* [Document extract]
..............................

# 3/4" Pine Lumber for Full Bed Frame Enough?



## SteveHas (Jan 9, 2014)

Hi, to all.

I am fairly new to the lumberjocks site. Recently I decided to join because I have gained a lot of good knowledge from browsing and I felt maybe I can give input in some areas here.

But my question for everyone is - Is 3/4" Pine strong enough based on my design below to support a full size mattress? For a child and possibly occasional adult.
The frame will be a platform design with slats very close together for full support.
Panels are to be 1/2" birch plywood glued to provide rigidity.
And the side rails are 5.5" wide with the top cap/ knee support(toddler) dado'd together for a partial beam construction.

Project is to be painted as well.

Any input would be great. Thank you!

But major setback is money and 3/4" pine is cheap.


----------



## Wally331 (Nov 8, 2012)

I would use something a bit sturdier then 3/4 inch pine if I were you. Why not use just a slightly higher then construction grade 2×4's or 2×6's for the rails and headboard? Still quite cheap and you won't have to worry about the rails and headboard sagging over time. Mathias Wandel has excellent free plans for a bed built from 2×4's. For his single bed he said he spent 30$ on materials.

..............................

* [Given information]
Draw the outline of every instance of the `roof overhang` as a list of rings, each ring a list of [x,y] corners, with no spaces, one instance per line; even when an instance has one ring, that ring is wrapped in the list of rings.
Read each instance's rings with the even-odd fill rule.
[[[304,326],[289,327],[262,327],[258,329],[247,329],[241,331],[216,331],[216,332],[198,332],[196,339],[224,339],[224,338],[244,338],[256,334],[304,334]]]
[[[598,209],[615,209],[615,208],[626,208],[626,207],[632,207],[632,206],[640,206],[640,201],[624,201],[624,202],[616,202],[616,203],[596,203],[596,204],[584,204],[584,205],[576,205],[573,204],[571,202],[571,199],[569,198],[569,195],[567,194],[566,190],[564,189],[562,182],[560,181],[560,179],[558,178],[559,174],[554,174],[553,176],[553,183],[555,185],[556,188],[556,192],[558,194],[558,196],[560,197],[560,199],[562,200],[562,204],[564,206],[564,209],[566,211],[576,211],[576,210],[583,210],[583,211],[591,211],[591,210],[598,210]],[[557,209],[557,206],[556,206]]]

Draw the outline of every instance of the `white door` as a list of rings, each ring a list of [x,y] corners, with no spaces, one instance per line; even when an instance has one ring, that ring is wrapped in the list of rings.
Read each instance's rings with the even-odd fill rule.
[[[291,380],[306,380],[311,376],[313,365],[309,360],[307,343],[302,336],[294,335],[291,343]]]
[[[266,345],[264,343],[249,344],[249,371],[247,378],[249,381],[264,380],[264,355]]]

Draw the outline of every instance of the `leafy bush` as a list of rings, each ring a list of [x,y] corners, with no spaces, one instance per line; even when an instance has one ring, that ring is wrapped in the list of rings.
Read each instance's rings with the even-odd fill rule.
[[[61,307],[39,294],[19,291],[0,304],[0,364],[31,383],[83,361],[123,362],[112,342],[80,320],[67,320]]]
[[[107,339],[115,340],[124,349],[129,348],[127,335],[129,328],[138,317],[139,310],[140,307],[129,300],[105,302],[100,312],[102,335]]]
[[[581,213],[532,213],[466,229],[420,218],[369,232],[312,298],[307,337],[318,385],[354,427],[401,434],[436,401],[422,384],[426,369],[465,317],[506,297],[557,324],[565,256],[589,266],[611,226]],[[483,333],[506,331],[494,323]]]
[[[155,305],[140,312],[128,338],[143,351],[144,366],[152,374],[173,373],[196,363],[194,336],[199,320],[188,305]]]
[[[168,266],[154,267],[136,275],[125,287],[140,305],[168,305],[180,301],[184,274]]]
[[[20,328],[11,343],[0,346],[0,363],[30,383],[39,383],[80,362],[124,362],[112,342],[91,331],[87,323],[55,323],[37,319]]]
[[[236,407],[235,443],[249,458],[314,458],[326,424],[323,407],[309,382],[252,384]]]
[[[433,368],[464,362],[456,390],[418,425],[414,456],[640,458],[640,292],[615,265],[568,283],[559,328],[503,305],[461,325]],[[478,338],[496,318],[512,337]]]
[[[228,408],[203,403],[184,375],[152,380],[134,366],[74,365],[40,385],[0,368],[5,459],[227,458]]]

..............................

* [Objective] Write the next part of the forum thread on using 3/4" pine for a full bed frame, picking up after its final post. The rows were taken from a separate source.

* [Result]
http://woodgears.ca/bed_frame/build.html


----------



## bbc557ci (Sep 20, 2012)

As long as it's going to be painted, why not add (glue & screw) a 2×6 to each side of the side rails, inside where they aren't visible?

Or

What Wally said.


----------



## SteveHas (Jan 9, 2014)

I didn't want to make the frame look bulky, but I looked over the link and I forgot Mathias had built that frame.

I might go with something in the 5/4 range. I searched craigslist right after I posted the post and found a local selling some 5/4 pine. Hopefully I can keep it at 1 1/8" after planning it.

Thank you for the input.


----------



## Vincent (Mar 10, 2009)

5/4 or heavier poplar would be my vote. It is stronger than pine, no knots, takes paint nicely and not very expensive. Don't know where you are located, but a local sawmill might be able to help you out. Whatever your final decision on wood, keep it thicker than 3/4".


----------



## nicholasrhall (Aug 19, 2012)

+1 that 3/4 is probably too thin
+1 that poplar is cheap, strong and good looking
+1 a local lumbermill will be 50% to 60% cheaper than the same board at the borg

If you have access to a planer and jointer, you can buy rough lumber. Rough cherry at a local lumberyard is the same price as finished furniture grade pine at home depot in my area.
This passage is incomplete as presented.